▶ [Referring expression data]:
+===+

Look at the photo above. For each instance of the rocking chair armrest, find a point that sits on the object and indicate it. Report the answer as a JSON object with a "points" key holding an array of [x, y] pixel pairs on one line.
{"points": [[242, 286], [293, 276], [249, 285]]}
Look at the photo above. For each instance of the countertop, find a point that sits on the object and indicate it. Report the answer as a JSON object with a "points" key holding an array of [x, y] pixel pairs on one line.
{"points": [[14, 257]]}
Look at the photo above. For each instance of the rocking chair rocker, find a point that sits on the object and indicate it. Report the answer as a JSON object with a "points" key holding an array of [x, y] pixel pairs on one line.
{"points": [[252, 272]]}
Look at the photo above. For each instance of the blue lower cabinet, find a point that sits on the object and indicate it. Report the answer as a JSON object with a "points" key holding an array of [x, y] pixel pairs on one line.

+===+

Give back exactly the lines from the line containing "chair rocker, find" to the end of the entries, and no other lines.

Look at the photo above. For each instance of the rocking chair rocker, find a point that sits on the object and indicate it. Report the answer as a JSON object with a "points" key holding an array of [x, y] pixel pairs on one line.
{"points": [[252, 272]]}
Look at the photo above. For each instance of the blue lower cabinet, find a point that sits on the object and indicate it. Report the answer as a JSON object with a "points" key holding an array of [x, y] pixel pairs on one line.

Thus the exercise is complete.